**Goal 1**
What three posts does the commentary on Sharad Pawar say he has held?
**Goal 2**
Return the commentary on Sharad Pawar word for word, everything from "Besides, Sharad Pawar" down to "an unforgiving adversary.".

**Page text**

The middle-aged nephew still has a lot to learn. That said, Sharad Pawar has no other option but to rebuild and reassert. There is the little thing called “big ego”, and there are millions of party workers still loyal to Sharad Pawar – anger at the betrayal to their idol driving their aggression and determination.

Besides, Sharad Pawar is not the sort who leaves chores half-done. Also, Sharad Pawar is perhaps the angriest among them all. But, as Ajit Pawar would attest and Supriya Sule would agree, Sharad Pawar’s greatest quality is that he doesn’t lose his cool. Ajit Pawar doing his worst best to provoke and then splitting the NCP was the biggest affront, but instead of a tirade all that came out was the cool “let’s rebuild from scratch”.

The old tale of the boy crying ‘Wolf aaya, Wolf aaya’ could yet come true! Actually, the older Pawar’s strength is in the manner he speaks and it has nothing to do with his speech impediment. There is in him a confidence that comes with years of tackling tough situations from tight corners. Both friend and foe will admit that Pawar is an unforgiving adversary.

Don’t be surprised if long-time colleagues Praful Patel and Chhagan Bhujbal are not waking up in cold sweat at odd hours of the night ever since the betrayal! Politics is a merciless calling with betrayal a constant. But this is one time when betrayal will not go unpunished. At least that will be the prime focus for the wounded patriarch. Bhujbal, Praful Patel, Ajit Pawar – nine Judas, all of them backstabbers! Nine pairs of eyes that will not be able to look Sharad Pawar in the eye ever again.

Truly, Ajit Pawar poked his hand in the hornet’s nest. And the hornets would be coming for him. Sharad Pawar has said he was leaving the lot to the Election Commission, but that does not mean he will sit on his hands and doze? Sharad Pawar is not young like Rahul Gandhi to bend ankle-deep in a paddy field, but Sharad Pawar knows his “kisanary” and he was Chief Minister as also Union Defence Minister and Union Agriculture Minister in addition to being an authority on cooperatives.

**Collected material**
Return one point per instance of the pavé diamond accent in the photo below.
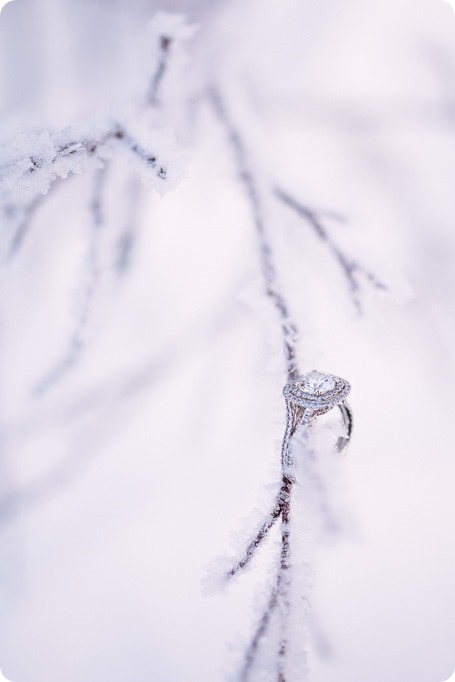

**Written solution 1**
Chief Minister, Union Defence Minister and Union Agriculture Minister.

**Written solution 2**
Besides, Sharad Pawar is not the sort who leaves chores half-done. Also, Sharad Pawar is perhaps the angriest among them all. But, as Ajit Pawar would attest and Supriya Sule would agree, Sharad Pawar’s greatest quality is that he doesn’t lose his cool. Ajit Pawar doing his worst best to provoke and then splitting the NCP was the biggest affront, but instead of a tirade all that came out was the cool “let’s rebuild from scratch”.

The old tale of the boy crying ‘Wolf aaya, Wolf aaya’ could yet come true! Actually, the older Pawar’s strength is in the manner he speaks and it has nothing to do with his speech impediment. There is in him a confidence that comes with years of tackling tough situations from tight corners. Both friend and foe will admit that Pawar is an unforgiving adversary.